Exercise set
1. In the excerpt on teacher compensation, what was the average unemployment rate for public school teachers from 2005 through 2010?
2. Write the next part of the excerpt on teacher compensation, picking up after its final sentence.

**** Excerpt provided

In reality, a teacher who
retired after 30 years of service with an annual salary of $40,000 might
receive guaranteed annual pension benefits of about $20,330. Under a typical
private 401(k) plan, a guaranteed annual benefit might be only around $4,450
(assuming the money is invested in U.S. Treasurys and the employee buys an
annuity).
BLS data on paid leave for
teachers count vacation days only during the school year, omitting summer
and long holiday breaks. A valid pay comparison should include this extra
time off, in which teachers can enjoy longer vacations or earn additional
income.
Properly counted, a typical
public school teacher with a salary of $51,000 would receive another $51,480
in present or future fringe benefits. A worker in private business with the
same salary would receive around $22,185 in fringe benefits.
Finally, despite recent
layoffs, teachers still have greater job security than workers in private
businesses. While employment in education declined by 2.9% between September
2008 and July 2011, according to BLS data, overall private-sector employment
declined by 4.4%. Moreover, from 2005 through 2010 the unemployment rate for
public school teachers averaged 2.1%, versus 4.1% for private school
teachers and 3.8% for occupations that some consider comparable, such as
computer programmers and insurance underwriters.
Job security protects
against the loss of compensation suffered by the unemployed, and it also
protects a position in which total wages and benefits are on average above
market levels. This job security is surely valuable.
Consider that one-fifth of
the highest-performing public school teachers in Washington, D.C., recently
declined to give up even part of their job security in exchange for base
salary increases of up to $20,000. According to our model—which factors in
the probability of becoming unemployed, the average duration of
unemployment, the level of unemployment insurance benefits, and the risk
aversion of public employees—job security is worth about an estimated extra
9% of compensation.

********
**** Listed records

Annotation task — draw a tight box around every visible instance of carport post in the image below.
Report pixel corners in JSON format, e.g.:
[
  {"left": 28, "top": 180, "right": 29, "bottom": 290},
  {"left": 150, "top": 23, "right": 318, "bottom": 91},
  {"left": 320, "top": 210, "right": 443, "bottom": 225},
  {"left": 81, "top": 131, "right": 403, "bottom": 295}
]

********

Responses in order
1. 2.1%

2.
One important caveat: Our
research is in terms of averages. The best public school teachers—especially
those teaching difficult subjects such as math and science—may well be
underpaid compared to counterparts in the private sector.
Nevertheless, most public
school teachers would not earn more in private employment. According to our
analysis of the Census Bureau's Survey of Income and Program Participation,
the average person who moves into teaching receives a pay increase of almost
9%, while the average teacher who leaves for the private economy must take a
pay cut of over 3%.
This is the opposite of what
we would expect if teachers were underpaid. It also helps explain why more
people seek teaching jobs—as measured through the number of teaching
graduates and applications for teaching positions—than can possibly find
them.
In short, combining
salaries, fringe benefits and job security, we have calculated that public
school teachers receive around 52% more in average compensation than they
could earn in the private sector.
The compensation premium is
especially relevant today, as states and localities struggle with budget
deficits. Restraining the growth of teacher compensation—in particular,
pension and retiree health benefits that outstrip what comparable
private-sector workers receive—could help balance budgets and perhaps
restore school resources lost to rising labor costs. Broader pay reform
should give school administrators greater flexibility to reward the best or
most-needed teachers with high salaries and benefits, while encouraging the
least effective ones to improve or to leave the profession.
Effective reform, however,
requires knowing all the facts about teacher pay. Policy makers and the
public should not accept at face value that the typical teacher earns far
less than he or she would in the private sector. The evidence points to a
very different conclusion.
Mr. Biggs, a resident
scholar at the American Enterprise Institute, and Mr. Richwine, a senior
policy analyst at the Heritage Foundation, are authors of the new paper,
"Assessing the Compensation of Public School Teachers" (aei.org/paper/100259).